What is asked: Lay out the stretch of the entries below, from the line containing "(format x=379, y=34)" through the line containing "x=36, y=206", as a JSON list of strings with one string per line. Leave out any blank lines.

Exercise input:
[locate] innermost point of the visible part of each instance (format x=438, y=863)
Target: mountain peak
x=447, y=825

---

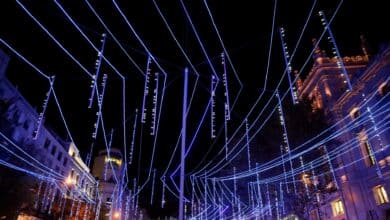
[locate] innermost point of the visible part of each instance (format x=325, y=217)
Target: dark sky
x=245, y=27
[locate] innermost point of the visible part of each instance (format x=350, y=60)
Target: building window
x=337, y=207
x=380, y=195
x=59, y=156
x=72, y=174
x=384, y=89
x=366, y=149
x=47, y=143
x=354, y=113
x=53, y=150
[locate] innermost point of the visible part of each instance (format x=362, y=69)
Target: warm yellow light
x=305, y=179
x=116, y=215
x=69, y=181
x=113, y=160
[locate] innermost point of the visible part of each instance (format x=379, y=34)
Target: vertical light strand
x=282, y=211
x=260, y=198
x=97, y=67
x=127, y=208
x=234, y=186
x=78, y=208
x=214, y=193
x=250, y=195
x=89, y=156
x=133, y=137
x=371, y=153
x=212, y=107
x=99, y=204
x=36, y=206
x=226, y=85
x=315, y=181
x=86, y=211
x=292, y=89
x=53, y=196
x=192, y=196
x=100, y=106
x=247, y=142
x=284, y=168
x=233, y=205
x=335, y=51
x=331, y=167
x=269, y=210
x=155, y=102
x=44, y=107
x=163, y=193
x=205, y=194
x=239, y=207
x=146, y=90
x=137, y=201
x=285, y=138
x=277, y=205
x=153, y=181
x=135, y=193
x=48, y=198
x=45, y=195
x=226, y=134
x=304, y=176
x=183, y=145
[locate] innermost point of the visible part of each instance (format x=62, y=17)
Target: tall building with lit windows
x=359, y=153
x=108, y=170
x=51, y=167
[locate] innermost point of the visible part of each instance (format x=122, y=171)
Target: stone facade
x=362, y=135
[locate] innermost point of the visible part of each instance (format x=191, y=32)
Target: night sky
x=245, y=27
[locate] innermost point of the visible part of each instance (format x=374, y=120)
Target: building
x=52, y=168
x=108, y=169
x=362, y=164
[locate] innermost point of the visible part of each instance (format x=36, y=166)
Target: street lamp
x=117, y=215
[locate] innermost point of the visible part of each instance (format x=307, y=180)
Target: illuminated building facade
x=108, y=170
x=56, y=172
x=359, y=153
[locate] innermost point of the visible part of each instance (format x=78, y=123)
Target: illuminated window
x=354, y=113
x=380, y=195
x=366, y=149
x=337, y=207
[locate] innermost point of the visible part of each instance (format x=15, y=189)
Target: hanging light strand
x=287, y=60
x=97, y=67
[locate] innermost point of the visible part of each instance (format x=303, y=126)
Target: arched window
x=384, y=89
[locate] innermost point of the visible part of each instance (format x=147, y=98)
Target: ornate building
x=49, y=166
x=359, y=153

Task solution:
[
  "[locate] innermost point of the visible part of each instance (format x=379, y=34)",
  "Target: vertical light strand",
  "x=282, y=211",
  "x=260, y=198",
  "x=97, y=67",
  "x=127, y=208",
  "x=234, y=186",
  "x=78, y=208",
  "x=214, y=193",
  "x=250, y=195",
  "x=89, y=156",
  "x=133, y=137",
  "x=371, y=153",
  "x=212, y=107",
  "x=99, y=204",
  "x=36, y=206"
]